Iman Kepada Allah Mengalahkan Hawa Nafsu
Tatkala Nabi Ibrahim telah sampai dipuncak perjuangan, Nabi Ibrahim telah berjaya, dapat memenangkan Imannya dan mengalahkan hawa nafsunya. Imannya menang, nafsunya kalah. Nabi Ibrahim berkata : "Perintah Allah diatas segalagalanya", ia telah berazam mendahulukan perintah Allah dari kepentingan dirinya, karena keridhaan Allah itulah yang maha besar.
"Dan keridhaan Allah itulah yang lebih besar, itulah kemenangan yang maha hebat." (Q.S. At Taubah : 72)
Kemudian berkatalah Nabi Ibrahim kepada anaknya Ismail :
"Tatkala Ismail berangkat menjelang dewasa, berkatalah Ibrahim kepada anaknya: Wahai anakku, aku ini diperintahkan oleh Allah supaya menyembelihmu. Bagaimana pendapatmu wahai anak?"
Menyahut Ismail sebagai berikut
"Wahai Bapakku, Bapak laksanakanlah sebagai yang diperintahkan Allah kepada bapak. Mudah-mudahan bapak akan menyaksikan bahwa aku dari orang-orang yang sabar menerima ketentuan dari Allah itu."
Demikianlah keadaannya dari Bapak dan anak yang sama-sama beriman kepada Allah. Nabi Ibrahim selaku bapak, walaupun ia berkuasa, dan bisa menguasai anaknya Ismail, tetapi tidaklah ia mendikte, melakukan tekanan, paksaan, kepada anaknya Ismail. Ternyata dimintanya juga pendapat anaknya. Sebaliknya Ismail, walaupun ia bisa melarikan diri, lolos dari penderitaan yang mengerikan itu. Tetapi dia rela, karena perintahnya dari Allah Swt.

KUMPULAN DATA:
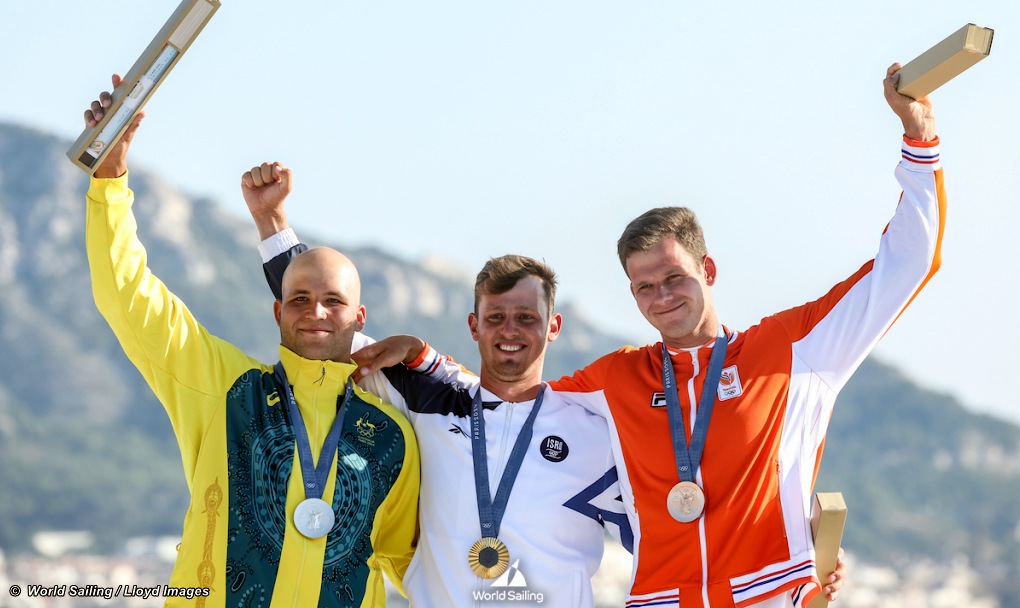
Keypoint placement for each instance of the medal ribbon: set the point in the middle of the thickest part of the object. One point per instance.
(491, 510)
(313, 475)
(689, 458)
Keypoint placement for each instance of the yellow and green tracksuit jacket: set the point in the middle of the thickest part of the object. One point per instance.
(238, 446)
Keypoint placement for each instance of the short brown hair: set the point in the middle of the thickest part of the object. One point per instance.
(500, 274)
(648, 229)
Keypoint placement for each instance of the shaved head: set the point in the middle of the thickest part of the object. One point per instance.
(320, 308)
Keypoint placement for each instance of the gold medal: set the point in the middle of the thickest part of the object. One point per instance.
(685, 502)
(489, 557)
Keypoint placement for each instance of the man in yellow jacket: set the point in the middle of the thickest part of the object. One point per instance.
(304, 488)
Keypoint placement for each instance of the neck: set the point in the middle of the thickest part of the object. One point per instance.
(512, 392)
(705, 334)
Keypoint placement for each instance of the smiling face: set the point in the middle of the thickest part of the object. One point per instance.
(320, 309)
(673, 292)
(512, 330)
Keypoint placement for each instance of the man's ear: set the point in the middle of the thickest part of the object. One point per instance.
(362, 317)
(472, 324)
(555, 324)
(711, 272)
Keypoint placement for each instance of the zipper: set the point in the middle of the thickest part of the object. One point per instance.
(696, 371)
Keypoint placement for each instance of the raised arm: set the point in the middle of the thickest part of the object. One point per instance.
(917, 115)
(179, 359)
(265, 188)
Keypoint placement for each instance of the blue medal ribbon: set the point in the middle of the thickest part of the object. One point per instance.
(314, 476)
(689, 458)
(491, 510)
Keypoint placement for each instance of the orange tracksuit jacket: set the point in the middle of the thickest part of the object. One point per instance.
(780, 378)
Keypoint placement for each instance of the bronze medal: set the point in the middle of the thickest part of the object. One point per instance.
(685, 502)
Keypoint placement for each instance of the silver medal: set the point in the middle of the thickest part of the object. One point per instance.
(313, 518)
(685, 502)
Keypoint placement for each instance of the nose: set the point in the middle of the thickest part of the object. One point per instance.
(318, 311)
(510, 328)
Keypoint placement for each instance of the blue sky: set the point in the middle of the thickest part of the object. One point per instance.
(467, 130)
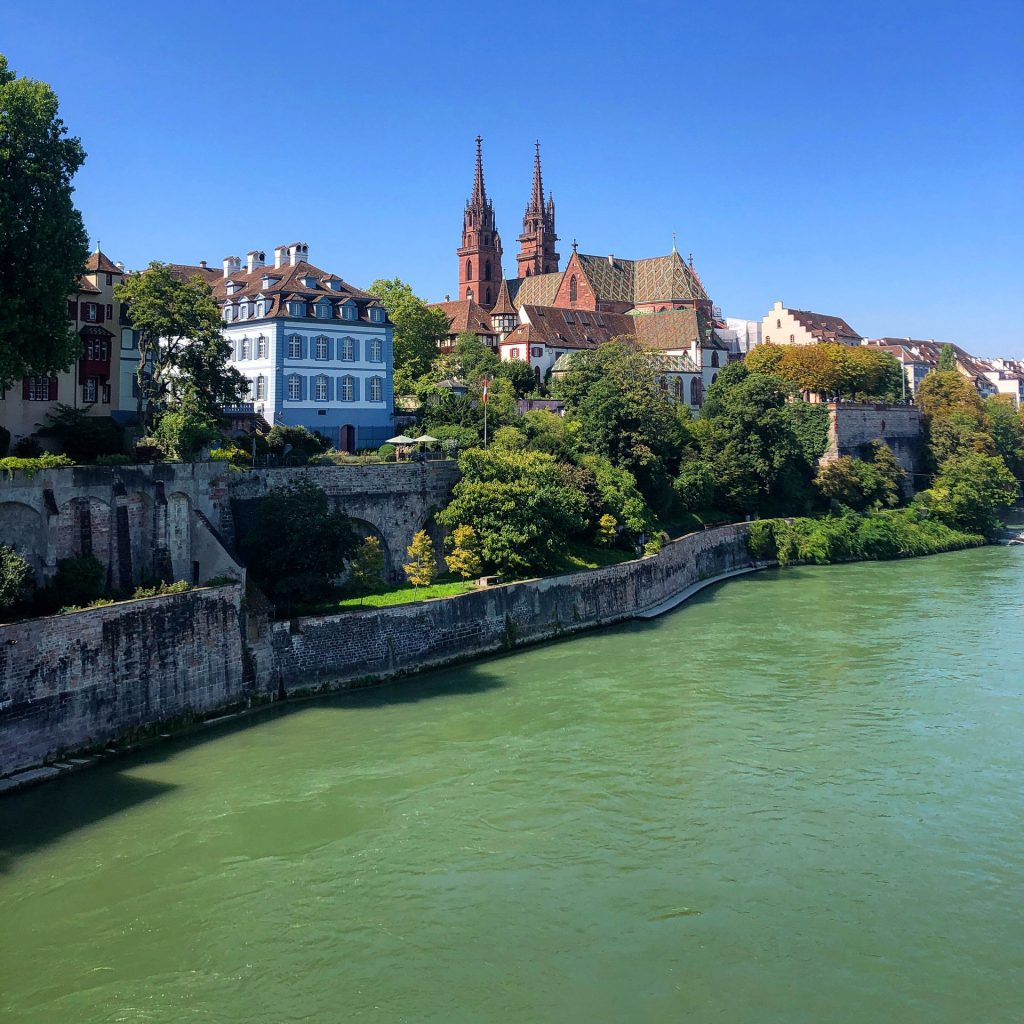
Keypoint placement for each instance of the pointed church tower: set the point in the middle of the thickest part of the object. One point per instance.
(480, 252)
(537, 244)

SOAL LATIHAN:
Tulis ulang bagian kutipan tentang Nabi Ibrahim dan Ismail yang dimulai dengan "Demikianlah keadaannya dari" dan berlanjut hingga "dari Allah Swt.", dengan memperbarui "mendikte" menjadi "mengatur".

PEMBAHASAN SOAL:
Demikianlah keadaannya dari Bapak dan anak yang sama-sama beriman kepada Allah. Nabi Ibrahim selaku bapak, walaupun ia berkuasa, dan bisa menguasai anaknya Ismail, tetapi tidaklah ia mengatur, melakukan tekanan, paksaan, kepada anaknya Ismail. Ternyata dimintanya juga pendapat anaknya. Sebaliknya Ismail, walaupun ia bisa melarikan diri, lolos dari penderitaan yang mengerikan itu. Tetapi dia rela, karena perintahnya dari Allah Swt.